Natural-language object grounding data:
---+---
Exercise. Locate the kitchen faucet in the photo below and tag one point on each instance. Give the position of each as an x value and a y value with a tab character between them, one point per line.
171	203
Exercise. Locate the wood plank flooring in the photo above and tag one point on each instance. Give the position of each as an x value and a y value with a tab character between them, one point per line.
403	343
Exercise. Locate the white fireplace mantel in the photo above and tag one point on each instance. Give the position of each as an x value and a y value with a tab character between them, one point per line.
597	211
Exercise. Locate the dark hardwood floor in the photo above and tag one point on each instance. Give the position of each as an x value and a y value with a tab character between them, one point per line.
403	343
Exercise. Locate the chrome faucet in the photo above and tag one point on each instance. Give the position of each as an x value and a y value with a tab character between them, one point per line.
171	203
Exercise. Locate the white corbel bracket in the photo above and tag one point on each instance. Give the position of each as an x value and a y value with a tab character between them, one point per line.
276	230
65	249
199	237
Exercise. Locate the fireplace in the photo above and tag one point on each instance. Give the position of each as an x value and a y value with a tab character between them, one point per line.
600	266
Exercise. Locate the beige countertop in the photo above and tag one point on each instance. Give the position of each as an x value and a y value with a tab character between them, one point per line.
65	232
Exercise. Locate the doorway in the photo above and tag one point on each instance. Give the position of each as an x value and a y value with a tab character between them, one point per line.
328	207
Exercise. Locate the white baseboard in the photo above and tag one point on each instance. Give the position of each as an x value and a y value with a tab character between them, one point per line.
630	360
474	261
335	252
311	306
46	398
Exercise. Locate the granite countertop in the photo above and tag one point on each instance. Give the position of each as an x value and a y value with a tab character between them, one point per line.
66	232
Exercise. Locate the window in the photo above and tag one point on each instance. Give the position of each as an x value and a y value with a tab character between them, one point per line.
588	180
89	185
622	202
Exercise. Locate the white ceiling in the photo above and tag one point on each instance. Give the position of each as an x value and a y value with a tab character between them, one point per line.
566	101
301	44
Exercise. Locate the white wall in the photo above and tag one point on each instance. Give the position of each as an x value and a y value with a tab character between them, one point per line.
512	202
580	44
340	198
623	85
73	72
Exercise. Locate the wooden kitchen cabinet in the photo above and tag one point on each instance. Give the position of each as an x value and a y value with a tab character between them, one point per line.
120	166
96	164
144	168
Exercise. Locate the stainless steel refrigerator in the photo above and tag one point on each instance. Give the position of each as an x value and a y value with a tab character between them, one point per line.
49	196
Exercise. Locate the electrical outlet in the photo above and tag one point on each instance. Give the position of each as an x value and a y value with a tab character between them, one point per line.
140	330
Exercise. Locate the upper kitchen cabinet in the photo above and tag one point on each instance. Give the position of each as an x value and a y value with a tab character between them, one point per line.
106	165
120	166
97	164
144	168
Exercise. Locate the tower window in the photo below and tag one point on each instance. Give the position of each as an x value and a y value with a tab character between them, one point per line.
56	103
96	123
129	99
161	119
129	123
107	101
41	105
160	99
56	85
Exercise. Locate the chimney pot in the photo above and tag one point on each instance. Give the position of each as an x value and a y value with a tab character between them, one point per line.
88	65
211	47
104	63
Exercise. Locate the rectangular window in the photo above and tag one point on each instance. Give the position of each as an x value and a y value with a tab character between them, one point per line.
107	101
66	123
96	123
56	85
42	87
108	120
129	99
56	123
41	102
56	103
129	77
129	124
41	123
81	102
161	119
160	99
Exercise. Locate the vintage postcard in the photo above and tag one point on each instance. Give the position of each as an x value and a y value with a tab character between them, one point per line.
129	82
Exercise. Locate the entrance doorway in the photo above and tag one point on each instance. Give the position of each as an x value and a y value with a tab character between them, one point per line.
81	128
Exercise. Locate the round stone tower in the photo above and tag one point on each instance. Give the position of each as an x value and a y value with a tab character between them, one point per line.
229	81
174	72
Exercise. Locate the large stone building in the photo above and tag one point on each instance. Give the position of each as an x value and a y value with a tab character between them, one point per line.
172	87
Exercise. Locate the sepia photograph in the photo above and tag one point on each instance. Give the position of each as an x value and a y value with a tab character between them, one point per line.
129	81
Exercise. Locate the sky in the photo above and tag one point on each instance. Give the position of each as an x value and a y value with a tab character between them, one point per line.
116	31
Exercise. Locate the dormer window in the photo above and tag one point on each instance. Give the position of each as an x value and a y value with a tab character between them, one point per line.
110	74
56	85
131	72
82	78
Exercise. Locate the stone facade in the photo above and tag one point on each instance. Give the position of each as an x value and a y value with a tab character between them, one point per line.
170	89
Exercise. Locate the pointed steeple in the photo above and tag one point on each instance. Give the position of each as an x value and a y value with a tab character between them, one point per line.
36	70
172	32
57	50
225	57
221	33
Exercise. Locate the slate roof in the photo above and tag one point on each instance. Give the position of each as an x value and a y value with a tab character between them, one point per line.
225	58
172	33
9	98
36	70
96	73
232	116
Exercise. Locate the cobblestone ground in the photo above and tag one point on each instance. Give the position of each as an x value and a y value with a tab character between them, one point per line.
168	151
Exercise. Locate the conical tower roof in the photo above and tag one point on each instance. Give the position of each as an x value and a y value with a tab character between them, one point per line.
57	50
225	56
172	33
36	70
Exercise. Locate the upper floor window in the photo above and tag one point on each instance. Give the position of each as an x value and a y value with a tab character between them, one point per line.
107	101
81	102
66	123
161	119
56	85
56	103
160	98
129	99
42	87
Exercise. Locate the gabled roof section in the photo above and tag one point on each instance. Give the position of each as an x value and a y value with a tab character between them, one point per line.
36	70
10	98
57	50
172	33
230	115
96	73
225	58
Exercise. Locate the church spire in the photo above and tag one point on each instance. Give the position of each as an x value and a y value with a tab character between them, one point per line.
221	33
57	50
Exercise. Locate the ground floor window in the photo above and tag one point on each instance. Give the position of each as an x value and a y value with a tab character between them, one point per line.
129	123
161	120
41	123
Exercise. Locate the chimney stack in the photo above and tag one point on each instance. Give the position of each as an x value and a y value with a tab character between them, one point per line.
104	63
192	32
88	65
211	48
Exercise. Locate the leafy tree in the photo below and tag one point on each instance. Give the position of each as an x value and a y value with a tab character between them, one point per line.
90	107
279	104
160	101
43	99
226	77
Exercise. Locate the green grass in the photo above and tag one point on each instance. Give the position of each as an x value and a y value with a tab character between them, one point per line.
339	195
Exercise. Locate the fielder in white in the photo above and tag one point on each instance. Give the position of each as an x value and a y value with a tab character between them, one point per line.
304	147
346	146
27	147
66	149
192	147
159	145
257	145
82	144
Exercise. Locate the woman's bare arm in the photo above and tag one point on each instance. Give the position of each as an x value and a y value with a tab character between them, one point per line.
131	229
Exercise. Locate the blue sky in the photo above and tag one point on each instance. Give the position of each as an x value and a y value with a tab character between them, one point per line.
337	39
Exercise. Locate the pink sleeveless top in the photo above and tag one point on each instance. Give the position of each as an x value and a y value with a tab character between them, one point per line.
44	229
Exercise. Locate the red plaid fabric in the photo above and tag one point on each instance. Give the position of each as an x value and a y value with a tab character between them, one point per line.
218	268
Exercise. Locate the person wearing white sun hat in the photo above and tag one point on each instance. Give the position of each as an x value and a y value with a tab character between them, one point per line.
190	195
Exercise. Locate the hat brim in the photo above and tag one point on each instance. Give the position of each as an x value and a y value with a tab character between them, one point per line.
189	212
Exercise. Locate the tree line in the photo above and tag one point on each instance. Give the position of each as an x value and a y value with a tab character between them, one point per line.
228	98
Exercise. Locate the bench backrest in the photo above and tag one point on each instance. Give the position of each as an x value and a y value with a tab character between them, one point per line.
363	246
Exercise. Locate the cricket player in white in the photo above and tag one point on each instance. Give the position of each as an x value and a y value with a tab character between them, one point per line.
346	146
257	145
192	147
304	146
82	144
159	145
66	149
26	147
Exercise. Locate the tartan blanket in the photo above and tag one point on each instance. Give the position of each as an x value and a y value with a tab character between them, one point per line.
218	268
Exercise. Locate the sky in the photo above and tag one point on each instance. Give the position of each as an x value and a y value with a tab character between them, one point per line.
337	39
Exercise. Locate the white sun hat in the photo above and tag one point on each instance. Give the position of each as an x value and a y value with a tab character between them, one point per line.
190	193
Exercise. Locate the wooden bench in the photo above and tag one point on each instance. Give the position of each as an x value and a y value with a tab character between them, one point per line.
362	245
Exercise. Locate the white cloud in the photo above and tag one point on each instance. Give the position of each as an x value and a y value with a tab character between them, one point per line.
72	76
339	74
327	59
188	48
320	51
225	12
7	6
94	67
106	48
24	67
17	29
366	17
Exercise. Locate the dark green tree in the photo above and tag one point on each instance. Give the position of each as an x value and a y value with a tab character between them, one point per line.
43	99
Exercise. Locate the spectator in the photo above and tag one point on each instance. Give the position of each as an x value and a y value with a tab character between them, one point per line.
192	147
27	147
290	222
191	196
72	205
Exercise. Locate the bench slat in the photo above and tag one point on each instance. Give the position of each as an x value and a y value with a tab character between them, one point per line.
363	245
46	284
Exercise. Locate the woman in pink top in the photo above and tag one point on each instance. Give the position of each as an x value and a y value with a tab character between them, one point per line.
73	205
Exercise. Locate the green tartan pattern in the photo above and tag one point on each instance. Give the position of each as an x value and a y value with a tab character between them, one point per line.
---+---
WHAT YOU ARE ASKED TO DO: Lines from the one with "Exercise. Locate the white cloud" through the last line above must be printed exactly; no other line is to appear.

FINISHED TASK:
Exercise. Locate the white cloud in the photo above and tag one point on each instance. Give the position of each as an x value and a y value with a tab character between them, one point per line.
72	76
339	74
327	59
188	48
320	51
225	12
7	6
94	67
106	48
24	67
17	29
366	17
Exercise. Locate the dark green tree in the photo above and tag one point on each instance. Give the position of each as an x value and a y value with a tab character between them, one point per line.
43	99
Exercise. Locate the spectator in the photo above and tag one point on each instance. Give the position of each as an x value and a y value with a tab character between them, one point per line.
192	147
27	147
290	222
191	196
72	205
Exercise. Locate the bench slat in the photo above and tag one point on each instance. Give the position of each as an x value and a y value with a tab character between them, one point per line.
363	245
46	284
Exercise. Locate the woman in pink top in the photo above and tag one point on each instance. Give the position of each as an x value and a y value with a tab character between them, one point per line.
73	205
Exercise. Locate the green tartan pattern in the photo above and tag one point on each instance. Give the position of each as an x value and a y value with a tab character between them, one point per line.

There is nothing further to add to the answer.